##### Passage shown #####

Never known for its understatement or good taste, Sin City is bucking the national trend of avoiding flippant gun promotions after the Newtown, Conn., elementary school shooting. Instead, it is embracing tourists' newfound interest in big guns the only way it knows how: by going all in.

The newest crop of outlandish Valentine's Day offers was no exception.

Capitalizing on the state's relaxed gun laws, shooting ranges offer an armory of military-grade weapons that aren't accessible in other states. And because this is Las Vegas, the ranges also allow customers to destroy photographs of exes, make souvenir T-shirts full of holes and shoot fully-automatic weapons in barely-there bachelor party man-kinis.

Some gun control advocates say the promotions trivialize the dangers of high-powered weapons.

#####

Set of tasks
1. Show each line in the listing below that contains the string "block".
2. Carry on the passage about Las Vegas gun ranges, picking up right after its final sentence.

##### Working data #####

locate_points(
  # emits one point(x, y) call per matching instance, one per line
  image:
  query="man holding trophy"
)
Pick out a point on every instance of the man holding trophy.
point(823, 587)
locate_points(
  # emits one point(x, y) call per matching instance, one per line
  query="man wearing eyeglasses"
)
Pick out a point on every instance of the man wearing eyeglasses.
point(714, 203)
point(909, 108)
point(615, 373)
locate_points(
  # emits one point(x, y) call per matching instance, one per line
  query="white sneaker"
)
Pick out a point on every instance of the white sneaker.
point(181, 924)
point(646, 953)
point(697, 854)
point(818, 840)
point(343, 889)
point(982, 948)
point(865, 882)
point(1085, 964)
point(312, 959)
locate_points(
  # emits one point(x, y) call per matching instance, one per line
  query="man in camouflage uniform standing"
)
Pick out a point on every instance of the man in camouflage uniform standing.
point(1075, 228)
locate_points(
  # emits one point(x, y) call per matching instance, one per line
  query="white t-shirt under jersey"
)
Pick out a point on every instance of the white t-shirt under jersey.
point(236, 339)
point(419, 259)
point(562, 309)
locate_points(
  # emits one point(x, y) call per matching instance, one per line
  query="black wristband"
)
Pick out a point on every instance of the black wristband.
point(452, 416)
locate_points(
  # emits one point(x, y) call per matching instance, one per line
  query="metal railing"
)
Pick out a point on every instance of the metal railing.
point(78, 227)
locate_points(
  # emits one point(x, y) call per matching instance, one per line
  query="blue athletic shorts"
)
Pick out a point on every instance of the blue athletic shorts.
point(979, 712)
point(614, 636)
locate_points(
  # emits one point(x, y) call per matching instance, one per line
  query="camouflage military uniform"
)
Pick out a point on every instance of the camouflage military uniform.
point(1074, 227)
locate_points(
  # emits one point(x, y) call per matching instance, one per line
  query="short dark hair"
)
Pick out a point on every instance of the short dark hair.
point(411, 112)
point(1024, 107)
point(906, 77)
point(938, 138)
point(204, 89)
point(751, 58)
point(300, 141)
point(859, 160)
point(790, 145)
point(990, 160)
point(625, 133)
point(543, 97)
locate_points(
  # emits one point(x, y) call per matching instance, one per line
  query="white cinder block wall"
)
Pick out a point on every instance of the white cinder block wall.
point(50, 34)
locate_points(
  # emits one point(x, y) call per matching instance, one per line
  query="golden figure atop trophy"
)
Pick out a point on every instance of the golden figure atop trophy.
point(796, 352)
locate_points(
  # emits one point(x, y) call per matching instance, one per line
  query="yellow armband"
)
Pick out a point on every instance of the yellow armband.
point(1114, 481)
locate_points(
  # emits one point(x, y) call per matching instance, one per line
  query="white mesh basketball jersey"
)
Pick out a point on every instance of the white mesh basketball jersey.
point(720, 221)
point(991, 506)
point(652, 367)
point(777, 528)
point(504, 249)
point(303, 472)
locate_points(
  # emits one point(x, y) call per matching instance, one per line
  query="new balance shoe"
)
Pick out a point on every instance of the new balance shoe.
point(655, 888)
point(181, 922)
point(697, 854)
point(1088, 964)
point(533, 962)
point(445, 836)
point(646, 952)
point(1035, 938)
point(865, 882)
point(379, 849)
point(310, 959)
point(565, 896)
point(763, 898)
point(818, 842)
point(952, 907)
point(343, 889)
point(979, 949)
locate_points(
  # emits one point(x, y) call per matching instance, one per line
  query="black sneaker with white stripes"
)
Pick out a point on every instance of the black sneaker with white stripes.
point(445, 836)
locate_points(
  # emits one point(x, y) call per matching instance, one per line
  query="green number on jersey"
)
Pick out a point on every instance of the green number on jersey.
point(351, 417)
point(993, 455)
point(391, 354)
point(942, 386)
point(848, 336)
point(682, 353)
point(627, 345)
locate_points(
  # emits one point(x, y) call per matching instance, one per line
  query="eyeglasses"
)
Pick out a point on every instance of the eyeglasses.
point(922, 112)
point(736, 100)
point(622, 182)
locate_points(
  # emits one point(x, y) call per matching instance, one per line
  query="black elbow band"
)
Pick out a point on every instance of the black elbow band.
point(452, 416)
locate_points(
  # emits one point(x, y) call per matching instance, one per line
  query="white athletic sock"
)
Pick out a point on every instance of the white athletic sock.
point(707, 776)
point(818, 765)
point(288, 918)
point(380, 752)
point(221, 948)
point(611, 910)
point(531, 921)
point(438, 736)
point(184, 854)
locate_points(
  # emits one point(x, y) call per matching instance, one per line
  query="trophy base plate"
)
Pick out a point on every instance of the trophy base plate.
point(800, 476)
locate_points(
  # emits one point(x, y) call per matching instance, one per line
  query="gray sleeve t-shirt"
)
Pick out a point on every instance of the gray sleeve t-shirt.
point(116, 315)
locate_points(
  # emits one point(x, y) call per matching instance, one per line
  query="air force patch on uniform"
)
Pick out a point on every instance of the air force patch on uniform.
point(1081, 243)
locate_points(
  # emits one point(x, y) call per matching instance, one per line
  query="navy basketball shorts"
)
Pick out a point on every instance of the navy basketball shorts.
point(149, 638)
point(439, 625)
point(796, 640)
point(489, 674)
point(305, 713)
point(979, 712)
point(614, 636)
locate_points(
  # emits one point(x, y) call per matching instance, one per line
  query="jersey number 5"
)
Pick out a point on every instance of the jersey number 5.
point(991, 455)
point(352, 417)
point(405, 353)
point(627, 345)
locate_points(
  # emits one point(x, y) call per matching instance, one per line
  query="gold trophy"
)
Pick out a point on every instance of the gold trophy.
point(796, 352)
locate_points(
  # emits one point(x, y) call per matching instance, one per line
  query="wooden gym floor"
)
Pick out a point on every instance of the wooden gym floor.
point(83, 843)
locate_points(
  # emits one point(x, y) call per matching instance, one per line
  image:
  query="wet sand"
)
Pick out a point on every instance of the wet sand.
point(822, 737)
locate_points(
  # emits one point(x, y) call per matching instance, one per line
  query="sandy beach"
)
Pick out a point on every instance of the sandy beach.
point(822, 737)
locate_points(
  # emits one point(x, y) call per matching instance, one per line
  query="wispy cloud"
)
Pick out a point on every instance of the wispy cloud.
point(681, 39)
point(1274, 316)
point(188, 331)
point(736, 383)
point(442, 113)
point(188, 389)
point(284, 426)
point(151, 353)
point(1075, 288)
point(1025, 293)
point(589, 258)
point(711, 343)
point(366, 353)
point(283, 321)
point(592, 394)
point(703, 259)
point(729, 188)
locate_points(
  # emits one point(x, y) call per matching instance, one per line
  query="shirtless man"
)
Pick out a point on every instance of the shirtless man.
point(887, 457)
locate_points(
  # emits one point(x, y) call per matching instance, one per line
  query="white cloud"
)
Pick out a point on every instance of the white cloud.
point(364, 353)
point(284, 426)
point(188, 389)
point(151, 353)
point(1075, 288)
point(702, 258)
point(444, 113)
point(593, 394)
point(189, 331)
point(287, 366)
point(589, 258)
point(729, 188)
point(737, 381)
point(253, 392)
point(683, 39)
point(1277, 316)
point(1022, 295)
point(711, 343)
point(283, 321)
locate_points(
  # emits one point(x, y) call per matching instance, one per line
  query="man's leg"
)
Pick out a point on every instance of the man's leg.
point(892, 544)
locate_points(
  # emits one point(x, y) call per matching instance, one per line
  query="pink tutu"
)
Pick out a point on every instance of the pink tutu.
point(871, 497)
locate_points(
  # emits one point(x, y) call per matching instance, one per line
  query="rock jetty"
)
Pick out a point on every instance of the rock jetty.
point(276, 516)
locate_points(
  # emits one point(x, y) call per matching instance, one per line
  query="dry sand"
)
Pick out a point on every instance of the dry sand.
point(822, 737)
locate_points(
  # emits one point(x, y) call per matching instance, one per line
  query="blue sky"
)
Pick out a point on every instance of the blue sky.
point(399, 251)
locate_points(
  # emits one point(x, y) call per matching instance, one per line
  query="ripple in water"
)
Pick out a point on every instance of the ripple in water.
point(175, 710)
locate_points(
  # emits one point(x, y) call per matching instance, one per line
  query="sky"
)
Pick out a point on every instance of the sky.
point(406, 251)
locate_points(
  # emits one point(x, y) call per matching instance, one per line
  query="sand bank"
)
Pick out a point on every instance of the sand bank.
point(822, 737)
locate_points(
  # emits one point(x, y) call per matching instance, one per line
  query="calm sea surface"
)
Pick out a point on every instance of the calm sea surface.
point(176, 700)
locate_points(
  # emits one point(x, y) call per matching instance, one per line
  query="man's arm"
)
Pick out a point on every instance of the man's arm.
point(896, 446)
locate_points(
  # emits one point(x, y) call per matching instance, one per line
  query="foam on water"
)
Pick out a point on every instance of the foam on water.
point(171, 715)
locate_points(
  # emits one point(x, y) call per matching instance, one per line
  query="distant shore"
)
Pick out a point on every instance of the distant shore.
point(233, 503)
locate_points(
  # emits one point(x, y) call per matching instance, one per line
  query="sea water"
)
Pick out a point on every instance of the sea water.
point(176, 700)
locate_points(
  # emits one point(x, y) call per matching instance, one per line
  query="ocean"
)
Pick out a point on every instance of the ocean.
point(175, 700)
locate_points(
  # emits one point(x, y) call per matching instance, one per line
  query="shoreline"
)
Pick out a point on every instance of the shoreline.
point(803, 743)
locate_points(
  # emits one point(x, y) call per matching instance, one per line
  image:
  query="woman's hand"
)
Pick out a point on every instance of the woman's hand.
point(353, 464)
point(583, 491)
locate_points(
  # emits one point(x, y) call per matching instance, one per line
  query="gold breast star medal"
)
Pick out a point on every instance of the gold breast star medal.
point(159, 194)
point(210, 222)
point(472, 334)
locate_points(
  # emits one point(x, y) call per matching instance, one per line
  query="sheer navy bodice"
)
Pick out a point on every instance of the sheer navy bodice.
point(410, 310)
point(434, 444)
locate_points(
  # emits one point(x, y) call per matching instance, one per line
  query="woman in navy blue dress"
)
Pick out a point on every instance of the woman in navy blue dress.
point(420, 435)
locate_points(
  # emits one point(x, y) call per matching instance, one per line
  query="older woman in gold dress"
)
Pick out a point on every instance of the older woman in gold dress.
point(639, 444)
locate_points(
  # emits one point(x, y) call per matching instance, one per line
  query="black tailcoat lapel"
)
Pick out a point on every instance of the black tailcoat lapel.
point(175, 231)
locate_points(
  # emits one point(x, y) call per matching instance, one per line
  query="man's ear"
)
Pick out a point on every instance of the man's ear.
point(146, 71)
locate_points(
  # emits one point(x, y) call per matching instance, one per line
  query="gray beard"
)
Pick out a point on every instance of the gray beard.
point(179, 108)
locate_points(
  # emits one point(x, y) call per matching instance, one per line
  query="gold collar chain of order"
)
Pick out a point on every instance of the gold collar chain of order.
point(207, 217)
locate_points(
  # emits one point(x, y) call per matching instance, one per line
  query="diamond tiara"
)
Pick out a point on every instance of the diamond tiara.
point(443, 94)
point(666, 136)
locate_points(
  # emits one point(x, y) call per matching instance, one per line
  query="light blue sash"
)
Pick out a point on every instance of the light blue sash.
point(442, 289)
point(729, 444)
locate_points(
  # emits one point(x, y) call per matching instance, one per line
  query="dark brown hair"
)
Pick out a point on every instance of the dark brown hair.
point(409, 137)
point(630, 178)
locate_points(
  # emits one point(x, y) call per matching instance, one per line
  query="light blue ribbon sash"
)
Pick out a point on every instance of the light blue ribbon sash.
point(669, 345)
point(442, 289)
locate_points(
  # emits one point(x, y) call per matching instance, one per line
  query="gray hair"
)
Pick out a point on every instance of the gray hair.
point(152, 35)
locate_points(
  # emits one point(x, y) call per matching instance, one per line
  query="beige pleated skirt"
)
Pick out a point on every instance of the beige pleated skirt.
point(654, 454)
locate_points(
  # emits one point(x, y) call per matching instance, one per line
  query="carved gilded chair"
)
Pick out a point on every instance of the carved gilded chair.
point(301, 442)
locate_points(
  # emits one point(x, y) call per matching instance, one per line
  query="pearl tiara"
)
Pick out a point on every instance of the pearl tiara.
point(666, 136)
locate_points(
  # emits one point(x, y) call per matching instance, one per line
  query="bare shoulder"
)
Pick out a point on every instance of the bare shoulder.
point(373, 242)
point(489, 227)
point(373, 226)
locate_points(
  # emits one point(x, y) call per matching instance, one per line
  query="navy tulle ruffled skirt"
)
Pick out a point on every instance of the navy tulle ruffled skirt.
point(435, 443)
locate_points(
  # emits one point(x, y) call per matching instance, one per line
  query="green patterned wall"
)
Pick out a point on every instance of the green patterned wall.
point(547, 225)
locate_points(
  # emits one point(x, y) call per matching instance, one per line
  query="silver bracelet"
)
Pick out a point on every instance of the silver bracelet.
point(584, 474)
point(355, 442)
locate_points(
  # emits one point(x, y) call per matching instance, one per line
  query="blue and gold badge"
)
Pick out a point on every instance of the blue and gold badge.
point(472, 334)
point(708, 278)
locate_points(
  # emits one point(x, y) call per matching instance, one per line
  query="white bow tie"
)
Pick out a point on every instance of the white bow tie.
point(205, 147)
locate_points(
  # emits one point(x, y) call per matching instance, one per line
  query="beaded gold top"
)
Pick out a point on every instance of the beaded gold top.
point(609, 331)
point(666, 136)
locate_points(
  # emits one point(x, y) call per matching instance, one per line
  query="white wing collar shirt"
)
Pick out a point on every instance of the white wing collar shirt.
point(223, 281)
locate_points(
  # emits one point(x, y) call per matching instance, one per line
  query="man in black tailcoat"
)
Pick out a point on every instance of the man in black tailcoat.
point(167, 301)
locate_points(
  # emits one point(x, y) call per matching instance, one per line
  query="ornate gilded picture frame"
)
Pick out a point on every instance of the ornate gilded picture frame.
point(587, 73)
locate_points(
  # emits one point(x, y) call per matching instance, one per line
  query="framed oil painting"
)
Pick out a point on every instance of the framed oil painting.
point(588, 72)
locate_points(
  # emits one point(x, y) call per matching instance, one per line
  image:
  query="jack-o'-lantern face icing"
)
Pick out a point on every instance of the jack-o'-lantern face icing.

#####

Answers to the exercise
1.
  query="white cinder block wall"
Pick out a point on every instance of the white cinder block wall.

2.
"These gun stores and shooting ranges offer bad puns in poor taste in their efforts to put a happy face on firearms, yet each day more than 86 Americans die from gun violence," said Newtown native Josh Sugarmann, who is executive director of the Washington D.C.-based Violence Policy Center.

"While Las Vegas gun promoters present assault rifles with high-capacity ammunition magazines as harmless Valentine's Day props, the vast majority of Americans understand their true role: military-bred weapons that threaten police and public safety."

At least half a dozen ranges opened in Las Vegas last year, triggering a marketing arms race.